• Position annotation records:
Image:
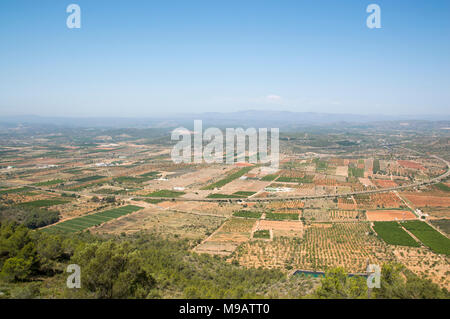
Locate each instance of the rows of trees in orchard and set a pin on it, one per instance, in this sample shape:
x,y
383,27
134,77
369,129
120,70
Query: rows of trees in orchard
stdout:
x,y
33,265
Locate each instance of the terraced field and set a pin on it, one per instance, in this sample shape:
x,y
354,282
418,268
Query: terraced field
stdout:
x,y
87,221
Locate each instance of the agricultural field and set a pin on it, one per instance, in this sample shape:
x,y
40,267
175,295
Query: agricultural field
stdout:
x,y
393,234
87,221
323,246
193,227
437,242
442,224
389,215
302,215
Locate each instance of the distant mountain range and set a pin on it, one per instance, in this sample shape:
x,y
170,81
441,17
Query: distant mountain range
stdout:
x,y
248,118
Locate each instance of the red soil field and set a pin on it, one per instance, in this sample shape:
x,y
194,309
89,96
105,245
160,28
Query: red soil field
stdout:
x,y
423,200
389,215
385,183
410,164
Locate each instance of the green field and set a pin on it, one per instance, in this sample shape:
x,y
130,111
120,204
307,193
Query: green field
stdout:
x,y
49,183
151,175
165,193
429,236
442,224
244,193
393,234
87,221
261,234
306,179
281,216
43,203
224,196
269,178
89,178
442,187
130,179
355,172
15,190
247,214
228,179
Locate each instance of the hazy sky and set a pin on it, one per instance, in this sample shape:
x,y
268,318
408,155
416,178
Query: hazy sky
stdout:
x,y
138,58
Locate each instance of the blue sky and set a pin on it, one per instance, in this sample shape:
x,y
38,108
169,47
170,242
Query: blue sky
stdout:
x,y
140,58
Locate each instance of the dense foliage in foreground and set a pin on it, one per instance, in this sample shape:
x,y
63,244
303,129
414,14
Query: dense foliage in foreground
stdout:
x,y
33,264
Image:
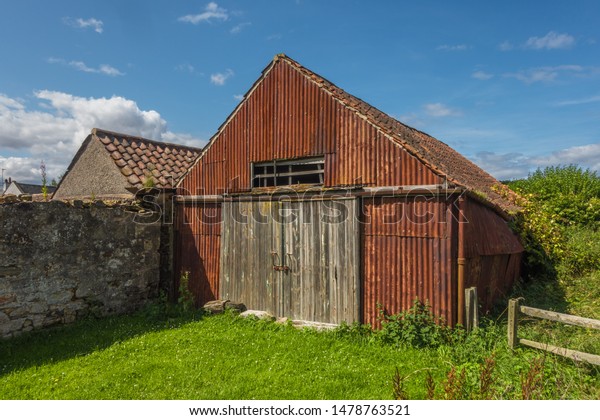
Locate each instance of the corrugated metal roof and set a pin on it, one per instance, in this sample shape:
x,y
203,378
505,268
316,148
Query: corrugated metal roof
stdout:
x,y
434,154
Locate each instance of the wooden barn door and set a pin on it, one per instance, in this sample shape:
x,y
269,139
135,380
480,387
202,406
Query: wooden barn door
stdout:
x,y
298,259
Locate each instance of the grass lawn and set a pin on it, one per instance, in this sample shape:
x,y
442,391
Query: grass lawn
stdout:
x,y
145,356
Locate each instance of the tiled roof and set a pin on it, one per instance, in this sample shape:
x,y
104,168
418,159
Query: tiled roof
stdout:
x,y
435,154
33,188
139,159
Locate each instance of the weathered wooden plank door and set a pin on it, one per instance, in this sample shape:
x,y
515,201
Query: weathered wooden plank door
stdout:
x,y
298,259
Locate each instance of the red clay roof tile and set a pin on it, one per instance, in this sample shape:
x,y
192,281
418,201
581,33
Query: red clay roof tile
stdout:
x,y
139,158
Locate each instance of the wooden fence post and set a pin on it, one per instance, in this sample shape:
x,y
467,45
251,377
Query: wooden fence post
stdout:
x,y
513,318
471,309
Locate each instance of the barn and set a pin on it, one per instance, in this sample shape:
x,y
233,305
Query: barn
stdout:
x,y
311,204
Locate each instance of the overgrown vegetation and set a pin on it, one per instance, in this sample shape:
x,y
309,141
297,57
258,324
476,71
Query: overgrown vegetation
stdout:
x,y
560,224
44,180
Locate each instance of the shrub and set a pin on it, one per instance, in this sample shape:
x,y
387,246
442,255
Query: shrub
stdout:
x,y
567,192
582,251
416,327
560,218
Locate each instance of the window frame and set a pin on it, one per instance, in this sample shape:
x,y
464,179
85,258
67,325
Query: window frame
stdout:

• Given request: Keep the pictures out of the copy and write out the data exactly as it stands.

• Exercise response:
Image:
Locate each instance of the rows of trees in orchard and set a pin on it, one per instance, in this sample shape:
x,y
383,27
134,77
369,129
120,70
Query: rows of trees in orchard
stdout:
x,y
33,265
Locate each instance of the terraced field and set a pin on it, one per instance, in this sample shape:
x,y
354,282
418,268
Query: terraced field
stdout:
x,y
87,221
Locate each instance of the agricultural field and set a pin on it, one per instance, in this sample shape:
x,y
40,267
175,295
Query: agricultural field
stdout:
x,y
393,234
87,221
323,246
193,227
437,242
442,224
389,215
302,215
Locate each instance of the distant mountain range and set a pin on it, one per instance, in this sample shape:
x,y
170,81
441,17
Query: distant mountain range
stdout:
x,y
248,118
Locate each instance of the red soil field and set a pin on it, one per instance, in this sample shape:
x,y
194,309
89,96
105,245
160,28
Query: red soil field
stdout:
x,y
423,200
389,215
385,183
410,164
Locate each instance of the green field and set a pin on it, one per instance, in this sample shape:
x,y
130,111
120,204
307,193
Query: green field
stdout:
x,y
49,183
151,175
165,193
429,236
442,224
244,193
393,234
87,221
261,234
306,179
281,216
43,203
224,196
269,178
89,178
442,187
130,179
355,172
15,190
247,214
228,179
Locate each instance of the hazy sky and set a pin on it, one per instance, in this sample shape:
x,y
268,318
408,155
416,178
Query: hazy sky
stdout:
x,y
138,58
Locate each instance of the blue sky and set a pin on it, one per instance, in this sample shape:
x,y
38,108
169,47
170,242
Query: blue sky
stdout:
x,y
140,58
Locate each instance of the dense foliage in foreground and set a pin on it, one per instance, in this sample shape:
x,y
63,244
303,129
414,14
Query: dense foliage in foreground
stdout:
x,y
33,264
Image:
Locate each instance of the corrugated metal roof and set a pin on it, one per instance, in this sample shape:
x,y
203,378
505,268
316,148
Query: corrugated metal roof
stdout:
x,y
434,154
Locate each instance of the wooden barn door and set a pin on it, one per instance, in this sample shape:
x,y
269,139
135,380
480,387
202,406
Query: wooden barn door
stdout:
x,y
298,259
Locate each instance of the grass lawn and set a pin on it, one per instance, in this sample shape:
x,y
442,391
Query: grass lawn
stdout:
x,y
145,356
Locate each instance of the tiled roof and set a pin on it, one per instance, in this sample shape:
x,y
104,168
418,159
Query: tiled roof
stdout:
x,y
435,154
33,188
139,159
Locate each instance of the weathered wooden plank door and set a pin on it, one per instance, in this sample shape:
x,y
515,201
Query: weathered wooden plank door
stdout:
x,y
298,259
Locate each instance of the red clay roof tile and set a pin on it, one per instance, in this sample shape:
x,y
192,281
418,201
581,33
Query: red clay roof tile
stdout:
x,y
139,158
Locate each instance of the wooden fence post and set a pin on it, one per instance, in this sample shape:
x,y
467,45
251,377
Query: wooden fence post
stdout:
x,y
513,318
471,309
Locate each instance of the barn and set a pin on it, one per instance, in this sample shape:
x,y
233,305
Query: barn
stdout:
x,y
311,204
Locate each instance of the overgrown vegetation and set a pin on it, one per instance, in this sample shape:
x,y
309,141
297,57
258,324
476,71
Query: overgrown vegetation
stdout:
x,y
560,224
44,180
Locate each instance of the shrub and set a pin on it, one per instance, in this sample shape:
x,y
387,246
442,255
Query: shrub
stdout:
x,y
567,192
582,251
416,327
560,218
Locate each instance of the window frame and set a pin on it, one per instance, in this sample shape:
x,y
464,179
85,258
67,325
Query: window frame
stdout:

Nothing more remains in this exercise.